:: INPUT ROWS ::
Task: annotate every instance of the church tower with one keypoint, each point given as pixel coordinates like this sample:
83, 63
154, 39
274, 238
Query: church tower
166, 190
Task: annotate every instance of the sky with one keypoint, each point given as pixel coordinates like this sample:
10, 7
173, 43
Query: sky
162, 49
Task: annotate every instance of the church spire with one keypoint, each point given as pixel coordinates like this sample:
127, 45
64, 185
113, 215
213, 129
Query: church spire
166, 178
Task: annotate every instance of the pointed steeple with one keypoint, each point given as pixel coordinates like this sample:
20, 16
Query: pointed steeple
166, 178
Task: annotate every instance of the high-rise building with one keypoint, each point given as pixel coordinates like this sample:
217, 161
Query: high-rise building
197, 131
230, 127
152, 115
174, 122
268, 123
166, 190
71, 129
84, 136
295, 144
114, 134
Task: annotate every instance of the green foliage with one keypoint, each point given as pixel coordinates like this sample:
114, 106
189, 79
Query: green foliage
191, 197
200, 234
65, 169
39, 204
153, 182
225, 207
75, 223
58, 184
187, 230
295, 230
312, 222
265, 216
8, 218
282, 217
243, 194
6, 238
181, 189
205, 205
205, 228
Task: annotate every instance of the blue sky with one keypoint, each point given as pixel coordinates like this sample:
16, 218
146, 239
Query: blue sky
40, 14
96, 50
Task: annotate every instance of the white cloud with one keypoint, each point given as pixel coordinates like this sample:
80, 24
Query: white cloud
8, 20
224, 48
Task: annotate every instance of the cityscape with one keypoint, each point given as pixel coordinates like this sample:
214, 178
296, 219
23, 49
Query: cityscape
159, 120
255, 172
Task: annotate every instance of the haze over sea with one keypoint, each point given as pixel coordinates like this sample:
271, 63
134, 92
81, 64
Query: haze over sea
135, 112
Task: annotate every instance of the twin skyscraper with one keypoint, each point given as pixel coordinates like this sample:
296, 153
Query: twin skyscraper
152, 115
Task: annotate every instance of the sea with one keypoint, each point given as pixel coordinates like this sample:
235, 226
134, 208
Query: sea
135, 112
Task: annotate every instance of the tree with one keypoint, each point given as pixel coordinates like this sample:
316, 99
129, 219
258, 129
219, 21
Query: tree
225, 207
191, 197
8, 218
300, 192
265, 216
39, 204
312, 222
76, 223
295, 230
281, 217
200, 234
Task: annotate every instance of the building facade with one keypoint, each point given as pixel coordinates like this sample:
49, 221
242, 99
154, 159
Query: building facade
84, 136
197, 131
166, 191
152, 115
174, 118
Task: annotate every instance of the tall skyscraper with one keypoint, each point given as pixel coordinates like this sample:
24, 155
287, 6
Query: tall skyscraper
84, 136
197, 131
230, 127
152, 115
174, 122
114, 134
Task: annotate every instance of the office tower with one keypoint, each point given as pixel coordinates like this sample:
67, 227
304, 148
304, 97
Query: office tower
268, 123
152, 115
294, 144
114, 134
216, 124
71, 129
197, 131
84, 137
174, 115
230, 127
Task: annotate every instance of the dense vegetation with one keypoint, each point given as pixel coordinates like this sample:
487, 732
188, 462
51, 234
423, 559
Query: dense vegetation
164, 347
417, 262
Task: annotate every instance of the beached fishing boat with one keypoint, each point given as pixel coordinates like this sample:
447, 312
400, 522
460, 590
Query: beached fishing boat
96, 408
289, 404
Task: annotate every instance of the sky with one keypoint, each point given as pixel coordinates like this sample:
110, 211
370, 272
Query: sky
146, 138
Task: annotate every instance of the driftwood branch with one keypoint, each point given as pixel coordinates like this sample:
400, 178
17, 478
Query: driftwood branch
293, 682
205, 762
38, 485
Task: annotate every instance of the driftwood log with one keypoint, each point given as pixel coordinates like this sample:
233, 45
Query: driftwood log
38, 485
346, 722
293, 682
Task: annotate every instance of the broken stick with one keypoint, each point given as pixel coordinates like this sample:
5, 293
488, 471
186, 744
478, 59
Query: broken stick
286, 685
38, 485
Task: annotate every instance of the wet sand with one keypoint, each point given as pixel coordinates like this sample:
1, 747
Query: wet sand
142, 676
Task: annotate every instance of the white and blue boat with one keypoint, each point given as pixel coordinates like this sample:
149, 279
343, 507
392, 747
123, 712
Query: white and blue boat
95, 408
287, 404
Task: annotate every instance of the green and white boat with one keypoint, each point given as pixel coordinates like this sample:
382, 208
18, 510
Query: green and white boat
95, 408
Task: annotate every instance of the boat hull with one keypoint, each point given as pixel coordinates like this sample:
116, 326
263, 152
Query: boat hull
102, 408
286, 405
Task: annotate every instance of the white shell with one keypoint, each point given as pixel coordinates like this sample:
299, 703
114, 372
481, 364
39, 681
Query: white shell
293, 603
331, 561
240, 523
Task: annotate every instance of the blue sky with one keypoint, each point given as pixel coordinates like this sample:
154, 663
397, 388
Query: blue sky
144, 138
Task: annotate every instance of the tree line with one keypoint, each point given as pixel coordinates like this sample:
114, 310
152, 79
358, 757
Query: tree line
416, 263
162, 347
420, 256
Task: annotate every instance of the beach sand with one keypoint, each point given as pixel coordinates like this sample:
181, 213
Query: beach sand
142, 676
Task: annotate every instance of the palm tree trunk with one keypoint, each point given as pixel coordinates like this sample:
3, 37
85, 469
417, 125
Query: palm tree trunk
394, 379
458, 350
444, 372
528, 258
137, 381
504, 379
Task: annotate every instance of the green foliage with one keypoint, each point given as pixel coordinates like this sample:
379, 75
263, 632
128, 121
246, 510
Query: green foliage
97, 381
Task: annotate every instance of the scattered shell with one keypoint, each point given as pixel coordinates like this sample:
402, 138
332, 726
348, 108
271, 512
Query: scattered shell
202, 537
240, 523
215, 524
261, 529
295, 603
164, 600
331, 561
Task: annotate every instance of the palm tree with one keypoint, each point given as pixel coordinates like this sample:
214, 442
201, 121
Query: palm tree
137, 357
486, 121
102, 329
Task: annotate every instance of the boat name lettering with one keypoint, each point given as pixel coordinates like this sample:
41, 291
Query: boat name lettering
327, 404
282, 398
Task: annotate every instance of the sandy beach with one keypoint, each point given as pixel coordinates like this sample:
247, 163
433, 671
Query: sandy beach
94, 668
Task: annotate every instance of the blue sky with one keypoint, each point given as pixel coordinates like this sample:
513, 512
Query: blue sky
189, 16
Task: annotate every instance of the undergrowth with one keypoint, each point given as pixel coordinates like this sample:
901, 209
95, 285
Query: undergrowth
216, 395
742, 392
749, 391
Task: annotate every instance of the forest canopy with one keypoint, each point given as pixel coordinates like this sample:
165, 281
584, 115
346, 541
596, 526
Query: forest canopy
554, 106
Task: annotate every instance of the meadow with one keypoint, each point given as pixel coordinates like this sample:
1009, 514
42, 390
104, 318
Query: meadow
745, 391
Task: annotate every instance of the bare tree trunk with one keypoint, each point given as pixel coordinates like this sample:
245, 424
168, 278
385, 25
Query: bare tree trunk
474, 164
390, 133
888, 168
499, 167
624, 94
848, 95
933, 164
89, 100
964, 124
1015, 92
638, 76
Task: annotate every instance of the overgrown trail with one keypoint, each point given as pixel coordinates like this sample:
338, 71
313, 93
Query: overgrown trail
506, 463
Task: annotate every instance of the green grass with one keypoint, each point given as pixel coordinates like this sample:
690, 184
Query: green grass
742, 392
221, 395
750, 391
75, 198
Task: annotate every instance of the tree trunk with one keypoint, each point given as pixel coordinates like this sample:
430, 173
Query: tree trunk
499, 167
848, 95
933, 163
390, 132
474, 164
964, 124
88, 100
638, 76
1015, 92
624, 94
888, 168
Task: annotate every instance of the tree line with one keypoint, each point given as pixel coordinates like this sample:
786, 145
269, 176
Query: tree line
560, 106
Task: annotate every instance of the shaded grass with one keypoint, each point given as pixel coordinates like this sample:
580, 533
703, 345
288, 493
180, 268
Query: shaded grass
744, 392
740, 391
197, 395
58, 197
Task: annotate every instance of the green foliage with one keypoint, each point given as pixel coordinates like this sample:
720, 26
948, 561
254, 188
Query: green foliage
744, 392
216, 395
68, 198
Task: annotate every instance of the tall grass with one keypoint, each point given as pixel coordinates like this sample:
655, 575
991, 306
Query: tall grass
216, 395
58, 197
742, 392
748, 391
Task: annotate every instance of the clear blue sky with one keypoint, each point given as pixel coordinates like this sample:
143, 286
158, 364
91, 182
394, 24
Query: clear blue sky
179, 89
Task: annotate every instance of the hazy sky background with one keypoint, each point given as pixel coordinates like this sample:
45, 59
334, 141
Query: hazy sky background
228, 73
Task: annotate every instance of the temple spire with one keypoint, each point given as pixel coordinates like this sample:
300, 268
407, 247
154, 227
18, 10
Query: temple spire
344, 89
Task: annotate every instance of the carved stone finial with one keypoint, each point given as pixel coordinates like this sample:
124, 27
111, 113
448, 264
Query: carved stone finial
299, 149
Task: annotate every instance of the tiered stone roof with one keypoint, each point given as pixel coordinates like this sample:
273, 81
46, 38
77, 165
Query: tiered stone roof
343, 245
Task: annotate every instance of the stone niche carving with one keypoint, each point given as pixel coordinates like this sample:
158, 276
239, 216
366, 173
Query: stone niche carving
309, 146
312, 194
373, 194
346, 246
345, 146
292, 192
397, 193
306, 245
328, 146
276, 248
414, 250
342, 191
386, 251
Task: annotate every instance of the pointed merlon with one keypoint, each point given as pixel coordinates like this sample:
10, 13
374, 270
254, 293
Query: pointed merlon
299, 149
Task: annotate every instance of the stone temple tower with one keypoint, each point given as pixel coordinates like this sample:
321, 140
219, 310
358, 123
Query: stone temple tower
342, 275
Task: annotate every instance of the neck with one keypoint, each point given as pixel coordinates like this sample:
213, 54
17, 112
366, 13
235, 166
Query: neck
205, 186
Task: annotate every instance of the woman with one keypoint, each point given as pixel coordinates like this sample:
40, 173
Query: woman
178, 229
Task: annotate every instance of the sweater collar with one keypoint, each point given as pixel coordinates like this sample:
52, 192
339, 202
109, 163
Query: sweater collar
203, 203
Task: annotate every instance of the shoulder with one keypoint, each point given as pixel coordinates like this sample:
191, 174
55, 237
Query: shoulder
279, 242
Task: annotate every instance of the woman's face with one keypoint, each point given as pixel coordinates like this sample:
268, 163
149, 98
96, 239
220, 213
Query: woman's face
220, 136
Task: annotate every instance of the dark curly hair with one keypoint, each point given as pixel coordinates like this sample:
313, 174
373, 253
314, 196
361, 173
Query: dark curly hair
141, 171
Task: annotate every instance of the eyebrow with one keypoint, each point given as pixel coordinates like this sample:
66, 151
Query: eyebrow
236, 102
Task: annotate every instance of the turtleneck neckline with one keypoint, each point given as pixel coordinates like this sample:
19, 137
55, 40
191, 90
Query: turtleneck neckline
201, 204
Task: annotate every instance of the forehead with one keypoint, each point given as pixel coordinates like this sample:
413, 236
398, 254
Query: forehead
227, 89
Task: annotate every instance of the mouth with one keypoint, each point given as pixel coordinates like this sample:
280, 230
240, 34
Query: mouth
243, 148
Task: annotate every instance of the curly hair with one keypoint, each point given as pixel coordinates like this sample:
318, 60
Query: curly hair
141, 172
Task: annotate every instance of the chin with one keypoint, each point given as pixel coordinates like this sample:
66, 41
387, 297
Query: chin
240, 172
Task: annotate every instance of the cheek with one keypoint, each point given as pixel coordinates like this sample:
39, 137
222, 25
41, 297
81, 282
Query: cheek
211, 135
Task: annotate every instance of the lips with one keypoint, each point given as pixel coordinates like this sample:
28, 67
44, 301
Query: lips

:: DIRECTIONS FOR THIS TASK ::
Can you write out the listing above again, from the line holding "Task: annotate every instance of the mouth" through the end of the listing, inclusive, with the requests kept? Scale every answer keypoint coordinate by 1.9 and round it to a whole number, with halves rounding up, but leave the sample coordinates in the requests as they are.

:: RESPONSE TO THIS EXERCISE ::
Task: annotate every instance of the mouth with one keypoint, each point given as pixel coordinates like this sample:
280, 230
240, 34
Query: mouth
462, 281
Task: annotate every instance of the curly hair with one keypoint, each point given as pixel coordinates like this sample:
318, 60
Query: curly hair
268, 327
Task: annotate every instance of the chin with one keypoint, each point given as pixel coordinates like this sample:
66, 41
387, 297
Query: chin
456, 327
Task: annotate every instance of the cheek with one keypoint, each point given as pixel coordinates like this sample:
39, 137
222, 25
41, 297
81, 282
Query: cheek
401, 257
Task: annotate every instance of the lips with one keypoint, each point given as pixel coordinates like this sample:
28, 67
44, 301
Query: lips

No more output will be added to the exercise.